[Natural language region descriptions]
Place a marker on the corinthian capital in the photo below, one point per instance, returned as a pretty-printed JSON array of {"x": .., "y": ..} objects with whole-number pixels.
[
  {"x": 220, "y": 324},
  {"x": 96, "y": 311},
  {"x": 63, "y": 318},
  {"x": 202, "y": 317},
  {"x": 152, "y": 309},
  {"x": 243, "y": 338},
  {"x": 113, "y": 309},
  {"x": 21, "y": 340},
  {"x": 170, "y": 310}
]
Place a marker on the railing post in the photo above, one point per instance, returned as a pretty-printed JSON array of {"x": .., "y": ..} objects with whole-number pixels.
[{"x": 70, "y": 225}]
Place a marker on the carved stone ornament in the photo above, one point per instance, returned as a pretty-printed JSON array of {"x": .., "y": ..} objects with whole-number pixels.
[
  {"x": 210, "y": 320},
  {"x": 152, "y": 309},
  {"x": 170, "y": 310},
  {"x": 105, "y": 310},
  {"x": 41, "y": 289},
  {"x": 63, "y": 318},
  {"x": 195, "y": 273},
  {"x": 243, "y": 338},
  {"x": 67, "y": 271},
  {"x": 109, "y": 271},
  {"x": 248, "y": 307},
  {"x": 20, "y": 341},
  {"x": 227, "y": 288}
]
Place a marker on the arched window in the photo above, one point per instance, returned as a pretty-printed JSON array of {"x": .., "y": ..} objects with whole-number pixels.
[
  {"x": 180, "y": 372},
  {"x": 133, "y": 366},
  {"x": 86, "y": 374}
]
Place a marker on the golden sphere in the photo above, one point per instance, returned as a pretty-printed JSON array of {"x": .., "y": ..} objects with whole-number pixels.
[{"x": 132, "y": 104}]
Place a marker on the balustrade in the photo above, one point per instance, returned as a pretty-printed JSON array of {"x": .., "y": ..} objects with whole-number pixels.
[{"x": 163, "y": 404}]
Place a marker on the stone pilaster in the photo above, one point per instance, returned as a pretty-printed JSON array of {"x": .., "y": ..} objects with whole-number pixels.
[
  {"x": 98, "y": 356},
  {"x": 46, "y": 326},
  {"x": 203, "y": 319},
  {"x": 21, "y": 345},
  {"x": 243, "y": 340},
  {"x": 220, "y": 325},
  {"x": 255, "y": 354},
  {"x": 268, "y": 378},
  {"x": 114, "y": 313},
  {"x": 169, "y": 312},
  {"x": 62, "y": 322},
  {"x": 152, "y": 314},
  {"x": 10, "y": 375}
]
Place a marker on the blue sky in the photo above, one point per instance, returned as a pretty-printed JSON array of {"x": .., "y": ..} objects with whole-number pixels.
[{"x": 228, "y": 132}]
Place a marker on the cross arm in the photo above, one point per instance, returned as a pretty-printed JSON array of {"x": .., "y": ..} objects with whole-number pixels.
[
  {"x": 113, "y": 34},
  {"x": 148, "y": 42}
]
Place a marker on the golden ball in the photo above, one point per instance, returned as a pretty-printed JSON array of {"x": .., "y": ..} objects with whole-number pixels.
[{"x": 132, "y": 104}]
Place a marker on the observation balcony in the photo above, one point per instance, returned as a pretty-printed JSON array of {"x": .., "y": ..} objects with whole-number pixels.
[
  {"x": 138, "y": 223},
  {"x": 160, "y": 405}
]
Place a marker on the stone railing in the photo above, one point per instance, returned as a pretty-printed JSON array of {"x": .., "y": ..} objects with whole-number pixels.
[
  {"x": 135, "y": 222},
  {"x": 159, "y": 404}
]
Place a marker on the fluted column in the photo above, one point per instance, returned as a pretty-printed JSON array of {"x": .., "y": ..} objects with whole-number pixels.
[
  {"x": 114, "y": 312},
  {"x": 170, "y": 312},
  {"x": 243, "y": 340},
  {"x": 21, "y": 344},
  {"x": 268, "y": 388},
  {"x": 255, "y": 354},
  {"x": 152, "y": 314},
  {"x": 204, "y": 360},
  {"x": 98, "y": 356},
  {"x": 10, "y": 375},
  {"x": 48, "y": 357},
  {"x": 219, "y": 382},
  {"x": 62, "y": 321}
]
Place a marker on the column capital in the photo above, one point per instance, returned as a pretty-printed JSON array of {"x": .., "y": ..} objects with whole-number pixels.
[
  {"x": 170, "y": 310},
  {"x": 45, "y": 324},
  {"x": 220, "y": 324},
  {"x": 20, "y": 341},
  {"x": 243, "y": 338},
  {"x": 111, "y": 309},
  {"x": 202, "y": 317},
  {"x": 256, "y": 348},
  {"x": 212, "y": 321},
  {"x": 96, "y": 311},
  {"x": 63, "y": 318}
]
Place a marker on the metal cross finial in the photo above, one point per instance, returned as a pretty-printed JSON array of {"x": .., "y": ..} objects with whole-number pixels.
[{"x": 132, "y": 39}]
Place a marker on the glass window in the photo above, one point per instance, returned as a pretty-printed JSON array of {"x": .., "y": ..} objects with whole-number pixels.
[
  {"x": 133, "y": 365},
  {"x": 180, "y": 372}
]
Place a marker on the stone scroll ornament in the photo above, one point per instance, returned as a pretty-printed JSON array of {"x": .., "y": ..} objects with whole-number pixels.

● **What this task involves**: The lines above need to be restated word for word, all of them.

● **Finished exercise**:
Place a marker on the corinthian capital in the photo below, one point per instance, returned as a pretty-printed JSON array of {"x": .., "y": ..} objects with whole-number pixels.
[
  {"x": 220, "y": 324},
  {"x": 96, "y": 311},
  {"x": 63, "y": 318},
  {"x": 202, "y": 317},
  {"x": 152, "y": 309},
  {"x": 243, "y": 338},
  {"x": 113, "y": 309},
  {"x": 21, "y": 340},
  {"x": 170, "y": 310}
]
Place a marker on the railing post in the photo above, one point per instance, returned as a pretty-printed JSON array of {"x": .., "y": ..} objects with whole-number pixels.
[{"x": 70, "y": 225}]
Place a marker on the carved stone ornament in the photo above, one point per instance, returned as a pretty-printed JSON array of {"x": .., "y": ..} objects with whole-number pixels.
[
  {"x": 210, "y": 320},
  {"x": 152, "y": 309},
  {"x": 170, "y": 310},
  {"x": 105, "y": 310},
  {"x": 41, "y": 289},
  {"x": 63, "y": 318},
  {"x": 195, "y": 273},
  {"x": 243, "y": 338},
  {"x": 67, "y": 271},
  {"x": 109, "y": 271},
  {"x": 248, "y": 307},
  {"x": 20, "y": 341},
  {"x": 227, "y": 288}
]
Place a marker on the arched window in the photo above, one point per instance, returned as a pretty-printed JSON array of {"x": .., "y": ..} objects with whole-number pixels.
[
  {"x": 180, "y": 372},
  {"x": 133, "y": 366},
  {"x": 86, "y": 374}
]
Place a marker on the golden sphere in the photo above, one point per instance, returned as a pretty-printed JSON array of {"x": .., "y": ..} objects with whole-number pixels.
[{"x": 132, "y": 104}]
Place a marker on the balustrade in the photo above, one point per instance, returned as a pretty-printed JSON array of {"x": .., "y": ..} objects with whole-number pixels.
[{"x": 163, "y": 404}]
Place a marker on the stone pilaster in the photo above, one point per instance, returned as a pretty-printed JSON array of {"x": .., "y": ..} objects with whole-number pixels.
[
  {"x": 98, "y": 356},
  {"x": 46, "y": 326},
  {"x": 203, "y": 319},
  {"x": 21, "y": 345},
  {"x": 243, "y": 340},
  {"x": 220, "y": 325},
  {"x": 255, "y": 354},
  {"x": 268, "y": 378},
  {"x": 114, "y": 313},
  {"x": 169, "y": 312},
  {"x": 62, "y": 322},
  {"x": 152, "y": 314},
  {"x": 10, "y": 375}
]
Place a marker on the blue sky in the photo above, one point per instance, returned as a pretty-printed JSON array of {"x": .., "y": ..} objects with whole-number pixels.
[{"x": 228, "y": 132}]
Place a marker on the cross arm in the photo above, one point per instance, returned as a pretty-printed JSON array of {"x": .., "y": ..} objects with whole-number pixels.
[
  {"x": 113, "y": 34},
  {"x": 148, "y": 42}
]
Place a marker on the golden ball in the photo above, one point per instance, returned as a pretty-printed JSON array of {"x": .., "y": ..} objects with whole-number pixels.
[{"x": 132, "y": 104}]
Place a marker on the observation balcony in the photo above, one point per instance, returned as a pretty-printed JSON array of {"x": .., "y": ..} objects with whole-number pixels.
[
  {"x": 138, "y": 223},
  {"x": 160, "y": 405}
]
Place a marker on the stone railing in the photo above, one point per instance, returned as a pretty-printed JSON array of {"x": .., "y": ..} objects with whole-number pixels.
[
  {"x": 135, "y": 222},
  {"x": 159, "y": 404}
]
Place a marker on the fluted column in the photo above, one point per instance, returned as a pretty-printed JSON array of {"x": .., "y": ..} objects with whole-number pixels.
[
  {"x": 114, "y": 312},
  {"x": 170, "y": 312},
  {"x": 243, "y": 340},
  {"x": 21, "y": 344},
  {"x": 268, "y": 388},
  {"x": 255, "y": 354},
  {"x": 152, "y": 314},
  {"x": 204, "y": 360},
  {"x": 98, "y": 356},
  {"x": 10, "y": 375},
  {"x": 48, "y": 357},
  {"x": 219, "y": 382},
  {"x": 62, "y": 321}
]
Place a marker on the column capital in the photo above, one point per instance, returned as a pretty-printed JSON array of {"x": .., "y": ..} objects with whole-number pixels.
[
  {"x": 170, "y": 310},
  {"x": 45, "y": 324},
  {"x": 220, "y": 324},
  {"x": 20, "y": 341},
  {"x": 243, "y": 338},
  {"x": 111, "y": 309},
  {"x": 202, "y": 317},
  {"x": 256, "y": 348},
  {"x": 212, "y": 321},
  {"x": 96, "y": 311},
  {"x": 63, "y": 318}
]
Place a marker on the metal cross finial in the photo above, one point per instance, returned as a pretty-printed JSON array of {"x": .., "y": ..} objects with whole-number pixels.
[{"x": 132, "y": 39}]
Place a marker on the glass window in the photo above, one point per instance, returned as a pretty-printed JSON array of {"x": .., "y": ..} objects with whole-number pixels.
[
  {"x": 133, "y": 365},
  {"x": 180, "y": 372}
]
Place a marker on the stone scroll ornament in the photo above, one point per instance, returned as a pretty-printed JSON array of {"x": .., "y": ..} objects with whole-number pixels.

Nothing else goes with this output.